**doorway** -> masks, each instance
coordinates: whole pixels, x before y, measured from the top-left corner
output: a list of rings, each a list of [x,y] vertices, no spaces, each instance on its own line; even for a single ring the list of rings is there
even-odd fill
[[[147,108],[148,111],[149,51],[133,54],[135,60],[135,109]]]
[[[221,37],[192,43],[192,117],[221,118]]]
|---|
• [Task statement]
Rewrite the listing with "vertices" replaced by "points", keeping every other character the same.

• [Reply to the task]
**doorway** -> masks, each instance
coordinates: whole pixels, x before y, measured from the top-left corner
output: a list of rings, each a list of [x,y] points, no spaces, each instance on its own line; even for a single ring the list of rings is there
even-odd fill
[[[147,108],[148,111],[149,51],[133,54],[135,60],[135,109]]]
[[[221,37],[192,43],[192,117],[221,118]]]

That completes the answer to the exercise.